[[ Material provided open ]]

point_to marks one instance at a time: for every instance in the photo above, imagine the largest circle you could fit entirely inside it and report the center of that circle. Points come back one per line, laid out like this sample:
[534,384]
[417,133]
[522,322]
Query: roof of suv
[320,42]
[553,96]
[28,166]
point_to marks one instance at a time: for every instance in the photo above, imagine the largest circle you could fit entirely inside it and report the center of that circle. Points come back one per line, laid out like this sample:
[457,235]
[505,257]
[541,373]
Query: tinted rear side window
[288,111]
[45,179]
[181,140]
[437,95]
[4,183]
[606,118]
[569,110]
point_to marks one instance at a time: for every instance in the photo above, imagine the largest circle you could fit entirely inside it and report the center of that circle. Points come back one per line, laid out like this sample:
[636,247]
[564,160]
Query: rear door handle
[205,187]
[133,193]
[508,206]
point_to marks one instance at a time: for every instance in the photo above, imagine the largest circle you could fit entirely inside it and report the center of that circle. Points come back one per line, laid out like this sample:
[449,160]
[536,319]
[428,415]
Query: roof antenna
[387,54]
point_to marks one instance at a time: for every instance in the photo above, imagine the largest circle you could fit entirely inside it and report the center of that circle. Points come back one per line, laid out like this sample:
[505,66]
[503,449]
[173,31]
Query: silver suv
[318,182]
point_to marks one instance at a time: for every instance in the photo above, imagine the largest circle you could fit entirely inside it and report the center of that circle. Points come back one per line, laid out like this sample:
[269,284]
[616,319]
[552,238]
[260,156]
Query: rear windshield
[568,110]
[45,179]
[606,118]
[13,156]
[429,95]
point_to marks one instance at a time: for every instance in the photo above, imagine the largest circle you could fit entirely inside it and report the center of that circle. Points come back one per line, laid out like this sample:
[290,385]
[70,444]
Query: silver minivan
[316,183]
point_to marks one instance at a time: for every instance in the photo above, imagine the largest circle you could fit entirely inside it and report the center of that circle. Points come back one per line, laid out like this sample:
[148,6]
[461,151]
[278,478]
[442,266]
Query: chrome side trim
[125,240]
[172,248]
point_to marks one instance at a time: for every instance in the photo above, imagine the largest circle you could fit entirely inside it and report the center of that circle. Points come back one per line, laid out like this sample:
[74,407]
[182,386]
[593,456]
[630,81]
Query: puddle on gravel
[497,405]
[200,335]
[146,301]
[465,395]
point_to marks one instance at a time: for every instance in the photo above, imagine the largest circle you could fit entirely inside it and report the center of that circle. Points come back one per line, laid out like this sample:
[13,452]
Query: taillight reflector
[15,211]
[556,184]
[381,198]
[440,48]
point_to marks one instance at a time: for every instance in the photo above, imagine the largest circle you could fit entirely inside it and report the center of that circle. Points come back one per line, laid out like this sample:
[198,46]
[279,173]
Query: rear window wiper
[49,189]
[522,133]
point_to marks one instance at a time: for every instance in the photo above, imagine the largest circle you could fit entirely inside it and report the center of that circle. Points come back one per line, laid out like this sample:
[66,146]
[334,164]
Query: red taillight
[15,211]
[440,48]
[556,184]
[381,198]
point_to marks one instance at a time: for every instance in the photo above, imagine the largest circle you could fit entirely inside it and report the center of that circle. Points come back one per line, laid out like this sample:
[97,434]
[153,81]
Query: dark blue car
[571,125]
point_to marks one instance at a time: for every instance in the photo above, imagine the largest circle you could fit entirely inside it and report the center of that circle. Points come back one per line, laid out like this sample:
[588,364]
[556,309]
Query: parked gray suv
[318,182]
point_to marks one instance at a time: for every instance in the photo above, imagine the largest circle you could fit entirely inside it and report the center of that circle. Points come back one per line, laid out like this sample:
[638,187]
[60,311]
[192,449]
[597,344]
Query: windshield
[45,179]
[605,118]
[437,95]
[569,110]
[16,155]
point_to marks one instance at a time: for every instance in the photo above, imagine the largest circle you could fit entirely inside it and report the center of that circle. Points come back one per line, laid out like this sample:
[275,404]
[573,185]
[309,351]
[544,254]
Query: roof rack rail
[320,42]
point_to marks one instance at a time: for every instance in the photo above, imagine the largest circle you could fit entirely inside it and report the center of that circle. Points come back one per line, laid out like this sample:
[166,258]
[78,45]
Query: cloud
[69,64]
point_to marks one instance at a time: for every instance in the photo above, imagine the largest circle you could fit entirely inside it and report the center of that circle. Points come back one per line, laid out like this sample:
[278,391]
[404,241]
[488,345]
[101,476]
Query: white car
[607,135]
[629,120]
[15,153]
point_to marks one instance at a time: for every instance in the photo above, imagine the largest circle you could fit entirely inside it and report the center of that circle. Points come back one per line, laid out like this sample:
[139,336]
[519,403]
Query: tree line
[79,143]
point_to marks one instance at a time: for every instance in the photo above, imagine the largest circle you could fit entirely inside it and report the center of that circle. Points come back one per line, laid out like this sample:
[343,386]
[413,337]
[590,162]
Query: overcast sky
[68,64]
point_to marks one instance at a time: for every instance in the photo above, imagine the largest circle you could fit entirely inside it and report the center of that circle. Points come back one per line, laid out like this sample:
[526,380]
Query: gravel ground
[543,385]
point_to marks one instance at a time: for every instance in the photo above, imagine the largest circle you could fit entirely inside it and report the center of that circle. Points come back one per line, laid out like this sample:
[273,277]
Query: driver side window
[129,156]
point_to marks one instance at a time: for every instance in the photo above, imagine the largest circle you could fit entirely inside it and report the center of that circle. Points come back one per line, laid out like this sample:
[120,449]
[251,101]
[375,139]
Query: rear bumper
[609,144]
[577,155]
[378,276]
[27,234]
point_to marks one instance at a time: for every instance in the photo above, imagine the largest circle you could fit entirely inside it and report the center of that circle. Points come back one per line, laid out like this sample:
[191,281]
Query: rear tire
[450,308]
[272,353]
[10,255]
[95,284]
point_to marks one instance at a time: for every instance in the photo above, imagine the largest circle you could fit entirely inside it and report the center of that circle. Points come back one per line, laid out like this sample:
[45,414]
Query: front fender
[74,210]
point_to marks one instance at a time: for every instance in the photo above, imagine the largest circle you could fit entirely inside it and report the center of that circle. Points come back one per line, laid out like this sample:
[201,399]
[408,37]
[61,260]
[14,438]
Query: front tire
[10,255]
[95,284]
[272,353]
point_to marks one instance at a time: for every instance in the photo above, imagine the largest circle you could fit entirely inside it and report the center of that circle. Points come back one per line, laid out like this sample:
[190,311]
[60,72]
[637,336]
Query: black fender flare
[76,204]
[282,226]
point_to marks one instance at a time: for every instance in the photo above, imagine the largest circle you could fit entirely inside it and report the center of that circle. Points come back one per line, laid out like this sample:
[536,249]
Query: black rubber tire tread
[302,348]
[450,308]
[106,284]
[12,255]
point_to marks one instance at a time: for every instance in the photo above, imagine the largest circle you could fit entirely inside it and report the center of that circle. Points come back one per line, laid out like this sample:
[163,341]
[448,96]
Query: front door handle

[[ Material provided closed ]]

### Exercise description
All of the entries above need to be reproduced verbatim.

### Solution for this problem
point_to marks one instance at a time: for every instance in the photo above, imagine the largest circle you could fit entirely inside it and report the center of that circle. Points come back one per line, laid out like this sample:
[534,384]
[417,133]
[522,322]
Query: roof of suv
[320,42]
[553,96]
[28,166]
point_to marks one instance at a time: for every instance in the photo above, imagine the largest circle you could fit entirely inside it and report the center of that circle. Points come back one per line, laid out like this sample:
[457,235]
[505,257]
[541,373]
Query: tinted rear side window
[288,111]
[45,179]
[181,140]
[437,95]
[4,183]
[606,118]
[569,110]
point_to marks one instance at a time: for every instance in the photo above, imagine the largest circle you could fit entirely inside it and report the center of that circle. Points come back one per line, laid out like this sample:
[636,247]
[564,160]
Query: rear door handle
[205,187]
[133,193]
[508,206]
point_to marks one instance at a time: for every instance in the photo above, imagine the largest circle you could fit entirely inside it and report the center of that circle. Points come back one per line, laid out like this sample:
[449,160]
[536,319]
[428,415]
Query: roof antenna
[387,54]
point_to marks one instance at a time: for every instance in the photo above, imagine the largest circle you could fit entirely inside it and report the center of that circle. Points come back one per line, laid out like this sample:
[505,66]
[503,449]
[173,31]
Query: silver suv
[318,182]
point_to marks one instance at a time: for every instance in the photo above, imagine the largest circle you could fit entirely inside it and report the center of that circle. Points come back one per line, laid out like this sample:
[269,284]
[616,319]
[552,238]
[260,156]
Query: rear windshield
[568,110]
[45,179]
[606,118]
[13,156]
[429,95]
point_to marks one instance at a time: for every instance in the photo above, imagine the largest circle you could fit entirely inside it and report the center of that circle. Points come back one per line, laid out like this sample:
[290,385]
[70,444]
Query: silver minivan
[316,183]
point_to marks one instance at a time: for every instance in the photo above, imagine the largest circle you could fit entirely inside it and report the center of that circle. Points come back one per line, laid out like this sample:
[148,6]
[461,151]
[278,478]
[442,266]
Query: chrome side trim
[125,240]
[172,248]
point_to marks one instance at a time: for every instance in the photo above, imagine the largest circle you could fit entirely inside it and report the center of that circle. Points come back one per line, laid out like this sample:
[74,407]
[182,386]
[593,456]
[630,81]
Query: puddle on gravel
[497,405]
[200,335]
[146,301]
[465,395]
point_to marks one instance at a time: for every instance in the photo above, imagine the largest circle you could fit entirely inside it and report the center of that circle. Points come back one per line, laid out like this sample:
[13,452]
Query: taillight reflector
[15,211]
[556,184]
[381,198]
[440,48]
point_to marks one instance at a time: for every instance in the photo above, imagine the largest circle you could fit entirely inside it and report the center of that circle. Points come back one per line, laid out like this sample:
[198,46]
[279,173]
Query: rear window wiper
[49,189]
[522,133]
point_to marks one instance at a time: for every instance in the photo above, imagine the largest circle you could fit entirely inside it and report the center of that circle. Points come back one per line, laid out like this sample:
[66,146]
[334,164]
Query: red taillight
[15,211]
[440,48]
[556,184]
[381,198]
point_to marks one instance at a time: for every instance in the photo above, imagine the largest circle you could fit entirely inside it and report the center of that circle. Points come back one per line, laid out like this sample:
[97,434]
[153,81]
Query: dark blue car
[571,125]
point_to marks one instance at a time: for every instance in the photo above, imagine the largest circle you could fit entirely inside it and report the center of that circle. Points come back one per line, laid out like this sample:
[588,364]
[556,309]
Query: parked gray suv
[318,182]
point_to marks one instance at a time: for every instance in the photo above, imagine the largest circle you could fit entirely inside it and report the center of that circle. Points come back one per line, laid out like this sample:
[638,187]
[60,311]
[192,449]
[597,344]
Query: windshield
[45,179]
[605,118]
[437,95]
[569,110]
[16,155]
point_to marks one instance at a time: for every instance in the photo above, imagine the largest circle you could fit entirely inside it and report the center of that circle. Points come back one per line, laid out like this sample:
[275,404]
[573,185]
[309,351]
[544,254]
Query: roof rack rail
[320,42]
point_to marks one instance at a time: for every instance in the photo above, imagine the largest circle you could fit entirely inside it and report the center of that circle. Points come back one per line, laid out like this sample:
[166,258]
[78,45]
Query: cloud
[69,64]
point_to marks one instance at a time: for every instance in the photo above, imagine the largest circle you could fit entirely inside it and report the center of that circle. Points come back one per line, laid out like this sample:
[278,391]
[404,241]
[488,345]
[101,476]
Query: white car
[607,135]
[629,120]
[15,153]
point_to marks one instance at a time: for every instance in the photo above, imagine the largest circle you could fit entirely inside it and report the center of that circle. Points come back one per line, laid out like this sample:
[139,336]
[519,403]
Query: tree line
[79,143]
point_to marks one instance at a time: for every instance in the photo above, imagine the largest circle you could fit entirely inside it and report the center of that circle. Points come back one per line, laid out like this sample:
[343,386]
[413,337]
[590,162]
Query: overcast sky
[68,64]
point_to marks one instance at a time: for every instance in the photo above, imagine the largest circle you could fit entirely inside it and report the center of that circle. Points come back one per line, laid out like this sample:
[526,380]
Query: gravel ground
[543,385]
point_to marks one instance at a time: for every instance in the photo above, imagine the largest circle you could fit entirely inside it and report the center of that circle. Points come back one per line, laid out like this sample:
[273,277]
Query: driver side window
[129,156]
point_to marks one instance at a time: for every instance in the photo above, imagine the largest circle you could fit entirely inside it and report the center of that circle. Points come back one per line, laid out like this sample:
[120,449]
[251,101]
[375,139]
Query: rear bumper
[609,144]
[577,155]
[378,276]
[27,234]
point_to marks one instance at a time: for every instance in the photo above, imagine the largest circle you could fit entirely inside it and report the center of that circle. Points come back one per line, laid out like this sample:
[191,281]
Query: rear tire
[450,308]
[272,353]
[10,255]
[95,284]
point_to marks one instance at a time: for every instance in the photo above, imagine the largest circle you could fit entirely inside it and report the center of that circle. Points come back one per line, laid out like this sample:
[45,414]
Query: front fender
[74,210]
point_to marks one instance at a time: for every instance in the photo above, imagine the largest circle you could fit entirely inside it and report the center of that circle. Points come back one per line, laid out like this sample:
[201,399]
[408,37]
[61,260]
[14,438]
Query: front tire
[10,255]
[95,284]
[272,353]
point_to marks one instance at a time: for every instance in the photo above, imagine the largest circle you could fit entirely inside it and report the center of that circle. Points come back one per line, laid out like this sample:
[190,311]
[60,72]
[637,336]
Query: black fender flare
[76,204]
[282,226]
point_to marks one instance at a time: for every instance in the photo above, imagine the largest circle you could fit entirely inside it and report the center of that circle. Points come back one per line, laid out like this sample:
[536,249]
Query: black rubber tire tread
[302,348]
[450,308]
[106,284]
[12,255]
point_to marks one instance at a time: for every instance in the photo above, imagine the largest circle you could fit entirely inside it and report the center of that circle. Points come back one per line, laid out like this sample:
[163,341]
[448,96]
Query: front door handle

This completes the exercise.